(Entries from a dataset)
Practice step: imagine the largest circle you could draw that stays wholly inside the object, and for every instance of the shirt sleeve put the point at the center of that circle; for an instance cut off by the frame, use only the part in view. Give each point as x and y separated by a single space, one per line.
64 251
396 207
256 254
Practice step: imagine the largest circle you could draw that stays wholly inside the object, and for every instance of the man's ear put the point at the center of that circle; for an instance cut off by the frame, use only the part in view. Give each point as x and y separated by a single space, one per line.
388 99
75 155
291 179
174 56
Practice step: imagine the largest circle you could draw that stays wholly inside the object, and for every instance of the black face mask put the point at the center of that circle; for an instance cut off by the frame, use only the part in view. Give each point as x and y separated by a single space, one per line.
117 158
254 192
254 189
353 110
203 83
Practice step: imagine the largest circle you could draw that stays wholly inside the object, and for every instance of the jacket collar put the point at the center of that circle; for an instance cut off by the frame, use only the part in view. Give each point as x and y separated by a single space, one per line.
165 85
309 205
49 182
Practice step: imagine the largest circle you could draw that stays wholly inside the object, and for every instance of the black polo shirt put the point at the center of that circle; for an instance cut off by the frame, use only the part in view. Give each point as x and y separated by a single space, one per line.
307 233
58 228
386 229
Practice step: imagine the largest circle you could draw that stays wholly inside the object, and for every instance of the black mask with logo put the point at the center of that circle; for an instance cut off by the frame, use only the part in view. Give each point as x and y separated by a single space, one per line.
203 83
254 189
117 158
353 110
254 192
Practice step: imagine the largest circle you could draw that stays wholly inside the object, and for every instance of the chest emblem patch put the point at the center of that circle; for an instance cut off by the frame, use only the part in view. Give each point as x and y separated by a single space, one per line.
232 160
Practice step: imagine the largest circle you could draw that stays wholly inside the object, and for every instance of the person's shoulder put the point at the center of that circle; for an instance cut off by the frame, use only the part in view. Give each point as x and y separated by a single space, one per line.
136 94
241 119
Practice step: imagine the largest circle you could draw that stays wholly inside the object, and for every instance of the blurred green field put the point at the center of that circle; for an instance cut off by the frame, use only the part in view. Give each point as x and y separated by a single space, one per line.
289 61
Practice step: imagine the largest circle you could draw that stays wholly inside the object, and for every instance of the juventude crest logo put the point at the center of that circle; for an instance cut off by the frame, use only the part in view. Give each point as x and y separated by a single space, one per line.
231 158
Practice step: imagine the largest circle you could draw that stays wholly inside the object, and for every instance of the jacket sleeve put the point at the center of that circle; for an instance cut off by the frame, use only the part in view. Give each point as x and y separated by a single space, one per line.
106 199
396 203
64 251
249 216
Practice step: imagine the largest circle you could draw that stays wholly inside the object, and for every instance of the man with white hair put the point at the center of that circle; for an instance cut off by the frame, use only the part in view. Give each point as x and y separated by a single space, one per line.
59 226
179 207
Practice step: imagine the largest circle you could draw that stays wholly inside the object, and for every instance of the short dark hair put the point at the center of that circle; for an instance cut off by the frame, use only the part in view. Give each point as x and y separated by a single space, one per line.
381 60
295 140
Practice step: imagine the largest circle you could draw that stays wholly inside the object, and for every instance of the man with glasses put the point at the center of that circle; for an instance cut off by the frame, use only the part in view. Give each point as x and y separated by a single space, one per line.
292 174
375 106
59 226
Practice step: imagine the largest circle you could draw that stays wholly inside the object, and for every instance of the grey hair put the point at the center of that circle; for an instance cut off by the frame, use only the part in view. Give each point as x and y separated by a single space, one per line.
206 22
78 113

• DESCRIPTION OF THE TASK:
Starting with the line that contains "of the juventude", print each line through the last one in the listing. Include both end lines and add nothing.

• SOLVED EXERCISE:
Practice step: imagine the largest circle you could draw that stays wholly inside the object, and for every instance of the juventude crest logo put the point at the center of that circle; for an instance cut off by the frame, use only the part in view. Give each point as x and y separated by a single space, one per line.
231 158
Practice step: imagine the largest circle you could draw that stays wholly inside the object, and for every instance of the jacket sleeve put the point at the center of that circle; for an instance cut off by the frame, use only the part in view. Give each point as x and y separated by a single space, one per line.
106 199
396 203
64 251
249 216
Practice step: imagine the largest circle you could draw that stays wholly inside the object, and for every instance of the man with white hair put the point at the center of that circle; for an instance cut off by the frame, use only the part in view. Give each point as x and y separated by a single space, one per line.
59 226
179 207
Practice step: imagine the largest circle you could draw that stays wholly inside the object, and for every instance of the short dark hair put the point at the center of that circle; for an instance cut off by the frame, use only the part in view. Give each point as x and y separated by a single space, one per line.
381 60
295 140
Practice step: imagine the largest circle you could draw that stays wholly inside the object, and for every instance of the man with glasses put the point at the center of that circle; for an instance cut off by the frame, use only the part in view. Give each point as x and y separated by a single space, one per line.
292 174
375 106
59 226
Practice step: imagine the largest circle you could draw that stays wholly inside the object, and for every instance of the grey hair put the point at the center of that circle; for an instance cut off by the frame, use only the part in view. Give each point as x and y separated by a single space, one per line.
206 22
78 113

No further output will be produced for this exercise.